■ Data for processing
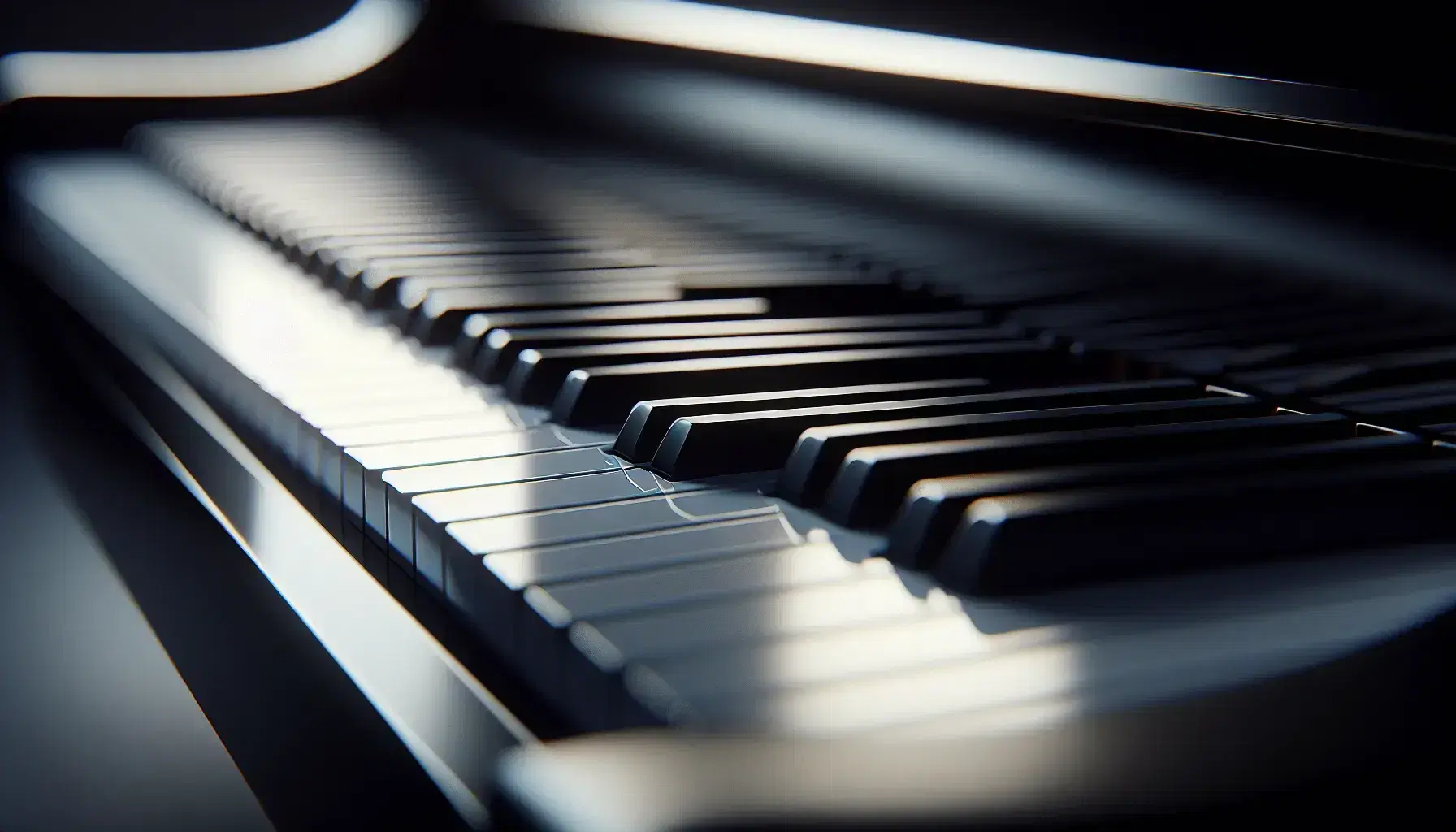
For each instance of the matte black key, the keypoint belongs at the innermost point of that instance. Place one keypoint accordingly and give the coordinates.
(1036, 543)
(930, 512)
(539, 373)
(479, 327)
(873, 481)
(648, 422)
(1308, 350)
(737, 444)
(1375, 372)
(606, 395)
(819, 452)
(1143, 306)
(503, 345)
(1420, 410)
(1378, 395)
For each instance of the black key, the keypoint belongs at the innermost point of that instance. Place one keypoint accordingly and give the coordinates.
(1143, 306)
(648, 422)
(606, 395)
(934, 507)
(873, 481)
(1419, 410)
(1309, 350)
(479, 327)
(539, 373)
(821, 451)
(503, 345)
(1375, 372)
(1353, 401)
(739, 444)
(1036, 543)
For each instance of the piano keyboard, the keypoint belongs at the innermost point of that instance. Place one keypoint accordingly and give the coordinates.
(682, 474)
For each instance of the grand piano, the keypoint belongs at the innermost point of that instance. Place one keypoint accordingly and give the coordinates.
(673, 416)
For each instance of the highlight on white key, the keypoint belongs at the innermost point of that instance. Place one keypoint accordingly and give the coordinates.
(367, 34)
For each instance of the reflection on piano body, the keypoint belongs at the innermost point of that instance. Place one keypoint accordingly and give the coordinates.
(721, 455)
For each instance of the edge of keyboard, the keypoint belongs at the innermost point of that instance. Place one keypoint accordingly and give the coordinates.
(395, 661)
(553, 782)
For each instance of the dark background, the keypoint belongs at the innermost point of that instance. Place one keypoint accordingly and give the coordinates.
(1389, 46)
(97, 726)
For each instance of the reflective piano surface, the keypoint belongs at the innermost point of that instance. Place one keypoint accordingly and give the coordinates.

■ Your assignment
Could you copy out every record exactly, minus the pictures?

■ Solution for this exercise
For each instance of the matte black key, the keypoint belongs at the innermost point of that instance. Place one keypoint accordingly and give the coordinates.
(1036, 543)
(930, 512)
(539, 373)
(479, 327)
(873, 481)
(648, 422)
(1308, 350)
(737, 444)
(1375, 372)
(606, 395)
(819, 452)
(1143, 306)
(503, 345)
(1420, 410)
(1378, 395)
For each instance of the black key, the keypoint belongs at the innermost point of that instance. Place one keypoint accordingly and give the coordinates.
(1143, 306)
(648, 422)
(606, 395)
(934, 507)
(873, 481)
(1419, 410)
(1309, 350)
(479, 327)
(539, 373)
(821, 451)
(503, 345)
(1375, 372)
(1353, 401)
(739, 444)
(1036, 543)
For each instance of the piano keyboard, the keypoint belongs at the innermost point of that instance. Place one keypoint accordingly and give the coordinates.
(682, 474)
For each instance of the grand piano, the keypoint belongs at the innermost point of that instance. Place one keypoint accordingly and give the coordinates.
(673, 416)
For each instance of the highlight on white key, the keypoint belongs at the innermost point of that instance. Place one keypoint accordingly and give the coordinates.
(367, 34)
For each instance of the reflection on piano body, the keypoint belongs at the innermost point of that instance. Place one keypoint accordingly and give the coordinates.
(721, 455)
For each instance of the edge of keyboard, the keypoint belongs at the innermost point of that instance. Place one keypoint accordingly and give the coordinates.
(395, 661)
(553, 782)
For each instance of the dark background, the keypoint belongs at the innermost point of that instance. Place one keypoint accordingly and give the coordinates.
(1389, 46)
(97, 726)
For each instance of the reflective piano surface, the keypoint belongs at the innermost point of that instance. Place one keypoint accordingly and give the coordinates.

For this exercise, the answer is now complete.